--- Given data ---

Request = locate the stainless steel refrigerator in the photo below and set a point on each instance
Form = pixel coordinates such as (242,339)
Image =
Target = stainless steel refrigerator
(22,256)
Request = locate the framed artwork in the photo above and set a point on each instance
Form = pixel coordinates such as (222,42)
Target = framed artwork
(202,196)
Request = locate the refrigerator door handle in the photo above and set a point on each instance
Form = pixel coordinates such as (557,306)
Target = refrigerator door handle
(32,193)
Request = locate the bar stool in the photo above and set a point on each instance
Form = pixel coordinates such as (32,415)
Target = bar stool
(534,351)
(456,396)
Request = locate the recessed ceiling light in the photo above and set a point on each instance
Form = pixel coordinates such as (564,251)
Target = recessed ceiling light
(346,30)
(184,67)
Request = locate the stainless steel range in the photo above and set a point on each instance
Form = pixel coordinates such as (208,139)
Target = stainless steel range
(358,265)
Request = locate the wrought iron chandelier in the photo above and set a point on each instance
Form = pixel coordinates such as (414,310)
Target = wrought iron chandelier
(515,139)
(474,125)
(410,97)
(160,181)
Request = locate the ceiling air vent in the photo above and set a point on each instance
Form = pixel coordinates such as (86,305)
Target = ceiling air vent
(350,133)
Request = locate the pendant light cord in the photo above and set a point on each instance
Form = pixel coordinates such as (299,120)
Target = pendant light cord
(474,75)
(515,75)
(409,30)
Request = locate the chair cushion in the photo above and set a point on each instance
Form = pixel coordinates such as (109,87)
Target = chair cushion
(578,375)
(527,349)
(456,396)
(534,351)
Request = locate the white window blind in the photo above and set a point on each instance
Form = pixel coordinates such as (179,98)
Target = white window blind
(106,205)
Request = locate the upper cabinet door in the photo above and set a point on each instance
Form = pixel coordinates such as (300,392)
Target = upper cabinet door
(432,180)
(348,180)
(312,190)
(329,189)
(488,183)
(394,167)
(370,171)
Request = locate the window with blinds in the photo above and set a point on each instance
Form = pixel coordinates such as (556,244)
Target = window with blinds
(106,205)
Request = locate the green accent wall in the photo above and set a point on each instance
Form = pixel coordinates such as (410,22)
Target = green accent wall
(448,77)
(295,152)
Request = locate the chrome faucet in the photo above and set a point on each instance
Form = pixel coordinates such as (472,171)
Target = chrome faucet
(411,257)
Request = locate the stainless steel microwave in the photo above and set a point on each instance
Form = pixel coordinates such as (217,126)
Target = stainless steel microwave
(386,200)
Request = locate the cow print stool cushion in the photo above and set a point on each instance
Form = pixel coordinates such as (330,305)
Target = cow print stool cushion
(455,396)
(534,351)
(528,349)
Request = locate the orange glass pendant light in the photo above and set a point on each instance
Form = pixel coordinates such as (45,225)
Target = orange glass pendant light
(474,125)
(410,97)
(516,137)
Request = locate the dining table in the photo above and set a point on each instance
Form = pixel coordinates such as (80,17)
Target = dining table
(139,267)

---

> _Exercise objective_
Rewrite the entries from the line containing "Request = locate the dining" through the last line of the entries, both included, as a Markdown table with the columns Row and Line. Number each line and leave out blank lines.

> _Response for this exercise_
| Row | Line |
|---|---|
| 1 | Request = locate the dining table in the photo above and set a point on each instance |
| 2 | Form = pixel coordinates such as (80,17) |
| 3 | Target = dining table |
| 4 | (139,267) |